[Your goal] Do these statements agree with the passage below on Trip Advisor restaurant reviews? Answer yes or no for each, quoting the deciding words of the passage. (a) Gary Usher has responded on Twitter to bad reviews. (b) The dissatisfied customer described usually complains while still at the restaurant. (c) Most people dining in restaurants are chefs.

[Source passage]

────────────────────

The growing negativity on Trip Advisor to restaurants is difficult to monitor and impossible to stop, how are we meant to sort the wheat from the chaff? On one hand, a bad review may be completely legitimate, whereas on the other hand, the events may be twisted or even false. Recently, there has been a backlash on Twitter by chefs and restaurant owners against illegitimate reviews left on the online platform. Famous chefs such as Gary Usher have time and time again been inclined to respond on Twitter and other social platforms to highlight the devastating effects that these reviews are having on the reputation of their businesses and the teams of people that work day and night behind them. Hospitality is all about the entertaining of guests and welcoming people into restaurants with warmth and respect, why is it then that this respect is not returned online? Why do individuals gain enjoyment out of disrespecting businesses that are solely trying to provide a service? With the rise of the keyboard warrior, restaurants are left clueless to a dissatisfied customer who makes no complaint during their time at the restaurant but takes to social online platforms the next day. These abusive messages target restaurants and their staff in order to discourage new customers over minor issues, blackmail for discounts, and give malice over unreasonable expectations and unhelpful personal opinions and comparisons to different establishments. These Individuals opt to avoid confrontation and cast negativity over their experience from the safety of their computer under pseudonyms such as ‘purpleunicorn’ or ‘fluffy_duck1818’ and leave businesses powerless in their response to specifically targeted hate.

Perhaps these individuals have been conditioned into believing that their knowledge of catering gained through TV cookery programmes and easily accessible online content has left them entitled to share their opinions with a false sense of knowledge and superiority? Most people dining in restaurants aren’t chefs and it is the everyday customer that continues to beat the heart of hospitality establishments. Trip Advisor gives these customers a platform to photograph and share their experiences, but in turn, morphs certain individuals into inexperienced food critics who thrive off the power they gain by spreading negativity and affecting people’s pre-conceptions of restaurants, and that is if they still choose to visit. Despite the positive reviews, people are always more inclined to go online to write something negative as penance for their unhappiness. If you go out to a restaurant and enjoy a meal which is as expected, how many will take the time to write something positive online?

────────────────────

[Data excerpts]

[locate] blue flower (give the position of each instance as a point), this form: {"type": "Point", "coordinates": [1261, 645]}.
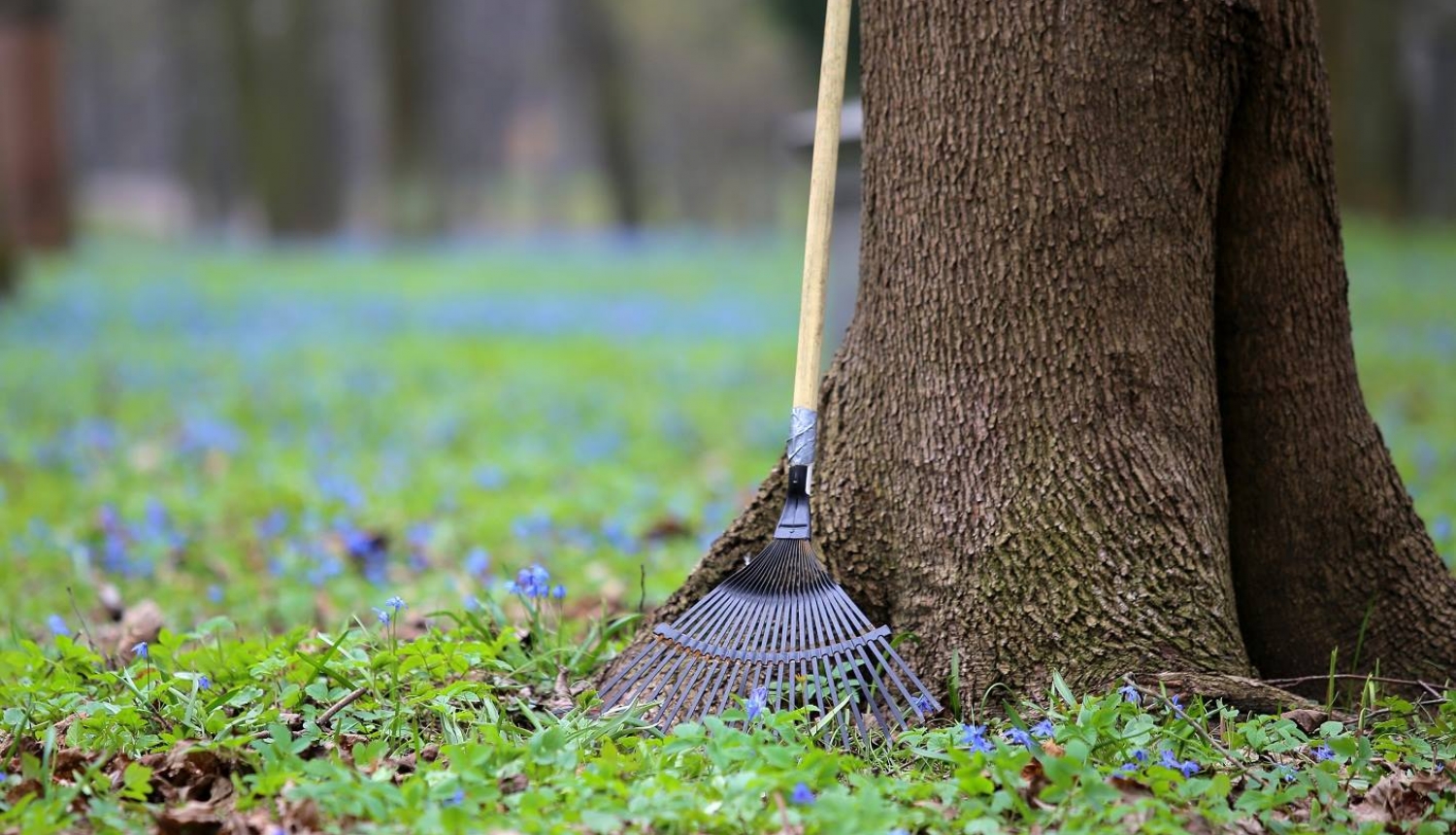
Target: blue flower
{"type": "Point", "coordinates": [975, 738]}
{"type": "Point", "coordinates": [478, 561]}
{"type": "Point", "coordinates": [273, 525]}
{"type": "Point", "coordinates": [1018, 736]}
{"type": "Point", "coordinates": [532, 584]}
{"type": "Point", "coordinates": [923, 704]}
{"type": "Point", "coordinates": [419, 535]}
{"type": "Point", "coordinates": [757, 700]}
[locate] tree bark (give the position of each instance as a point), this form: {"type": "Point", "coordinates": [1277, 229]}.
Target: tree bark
{"type": "Point", "coordinates": [1097, 411]}
{"type": "Point", "coordinates": [1328, 552]}
{"type": "Point", "coordinates": [32, 163]}
{"type": "Point", "coordinates": [284, 114]}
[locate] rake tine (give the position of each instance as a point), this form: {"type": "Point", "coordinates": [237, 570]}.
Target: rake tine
{"type": "Point", "coordinates": [722, 619]}
{"type": "Point", "coordinates": [728, 668]}
{"type": "Point", "coordinates": [718, 668]}
{"type": "Point", "coordinates": [611, 701]}
{"type": "Point", "coordinates": [711, 604]}
{"type": "Point", "coordinates": [832, 636]}
{"type": "Point", "coordinates": [870, 698]}
{"type": "Point", "coordinates": [850, 610]}
{"type": "Point", "coordinates": [683, 689]}
{"type": "Point", "coordinates": [829, 671]}
{"type": "Point", "coordinates": [747, 642]}
{"type": "Point", "coordinates": [667, 646]}
{"type": "Point", "coordinates": [871, 648]}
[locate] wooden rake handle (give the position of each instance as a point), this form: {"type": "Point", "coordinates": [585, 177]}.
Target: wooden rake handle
{"type": "Point", "coordinates": [821, 204]}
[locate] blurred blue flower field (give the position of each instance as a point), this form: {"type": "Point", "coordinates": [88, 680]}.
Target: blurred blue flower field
{"type": "Point", "coordinates": [341, 534]}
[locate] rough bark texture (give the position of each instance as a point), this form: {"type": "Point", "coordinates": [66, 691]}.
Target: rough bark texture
{"type": "Point", "coordinates": [1097, 410]}
{"type": "Point", "coordinates": [1327, 549]}
{"type": "Point", "coordinates": [32, 165]}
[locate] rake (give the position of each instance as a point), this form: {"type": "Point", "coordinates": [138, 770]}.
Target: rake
{"type": "Point", "coordinates": [780, 631]}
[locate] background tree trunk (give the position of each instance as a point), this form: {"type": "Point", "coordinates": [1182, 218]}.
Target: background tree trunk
{"type": "Point", "coordinates": [288, 148]}
{"type": "Point", "coordinates": [32, 166]}
{"type": "Point", "coordinates": [1327, 549]}
{"type": "Point", "coordinates": [9, 268]}
{"type": "Point", "coordinates": [1101, 284]}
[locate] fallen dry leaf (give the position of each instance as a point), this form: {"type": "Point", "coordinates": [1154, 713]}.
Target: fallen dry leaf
{"type": "Point", "coordinates": [140, 624]}
{"type": "Point", "coordinates": [514, 785]}
{"type": "Point", "coordinates": [1307, 718]}
{"type": "Point", "coordinates": [1395, 799]}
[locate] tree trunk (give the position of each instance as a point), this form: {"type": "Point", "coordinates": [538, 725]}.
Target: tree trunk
{"type": "Point", "coordinates": [1097, 411]}
{"type": "Point", "coordinates": [284, 107]}
{"type": "Point", "coordinates": [32, 168]}
{"type": "Point", "coordinates": [594, 38]}
{"type": "Point", "coordinates": [9, 268]}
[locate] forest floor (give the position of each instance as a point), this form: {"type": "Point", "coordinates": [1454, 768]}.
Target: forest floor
{"type": "Point", "coordinates": [259, 512]}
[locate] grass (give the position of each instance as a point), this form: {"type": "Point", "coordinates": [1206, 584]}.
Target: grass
{"type": "Point", "coordinates": [256, 451]}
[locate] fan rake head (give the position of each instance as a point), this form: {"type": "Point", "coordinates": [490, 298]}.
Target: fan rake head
{"type": "Point", "coordinates": [783, 625]}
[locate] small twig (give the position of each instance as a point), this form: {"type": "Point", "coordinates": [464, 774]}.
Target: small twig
{"type": "Point", "coordinates": [84, 625]}
{"type": "Point", "coordinates": [643, 592]}
{"type": "Point", "coordinates": [1200, 730]}
{"type": "Point", "coordinates": [783, 812]}
{"type": "Point", "coordinates": [1426, 686]}
{"type": "Point", "coordinates": [334, 710]}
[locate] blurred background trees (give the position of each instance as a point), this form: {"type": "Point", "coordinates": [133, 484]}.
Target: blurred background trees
{"type": "Point", "coordinates": [290, 118]}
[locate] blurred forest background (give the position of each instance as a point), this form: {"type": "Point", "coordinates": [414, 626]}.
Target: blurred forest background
{"type": "Point", "coordinates": [389, 118]}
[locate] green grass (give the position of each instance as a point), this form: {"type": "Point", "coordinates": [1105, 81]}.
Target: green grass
{"type": "Point", "coordinates": [271, 445]}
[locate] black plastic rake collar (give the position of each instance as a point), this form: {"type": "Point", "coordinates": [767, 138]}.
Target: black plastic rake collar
{"type": "Point", "coordinates": [794, 522]}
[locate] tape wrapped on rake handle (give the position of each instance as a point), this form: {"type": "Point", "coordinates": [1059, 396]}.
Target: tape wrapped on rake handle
{"type": "Point", "coordinates": [803, 436]}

────────────────────

[Reply to the exercise]
(a) Yes: "Famous chefs such as Gary Usher have time and time again been inclined to respond on Twitter and other social platforms"
(b) No: "a dissatisfied customer who makes no complaint during their time at the restaurant but takes to social online platforms the next day"
(c) No: "Most people dining in restaurants aren’t chefs"